(Given exercise) Please give the lines of the records below as a numbered list, leaving out blank lines and the pictures.

(Task input)
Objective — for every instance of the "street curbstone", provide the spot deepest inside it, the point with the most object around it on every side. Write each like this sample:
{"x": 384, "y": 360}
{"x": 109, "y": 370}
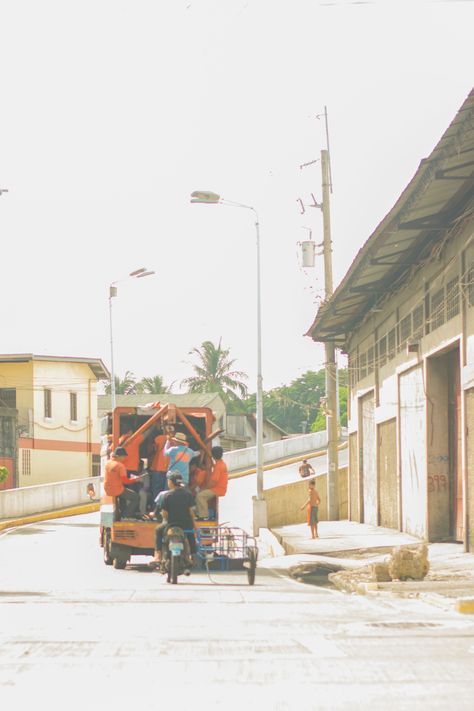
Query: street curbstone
{"x": 48, "y": 515}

(Result for this exercise)
1. Objective — for every instance of the "street curbstone", provide the spot deepest inside it, the point with the most object around it on every side. Write each like this sample:
2. {"x": 384, "y": 360}
3. {"x": 109, "y": 370}
4. Query: street curbstone
5. {"x": 48, "y": 515}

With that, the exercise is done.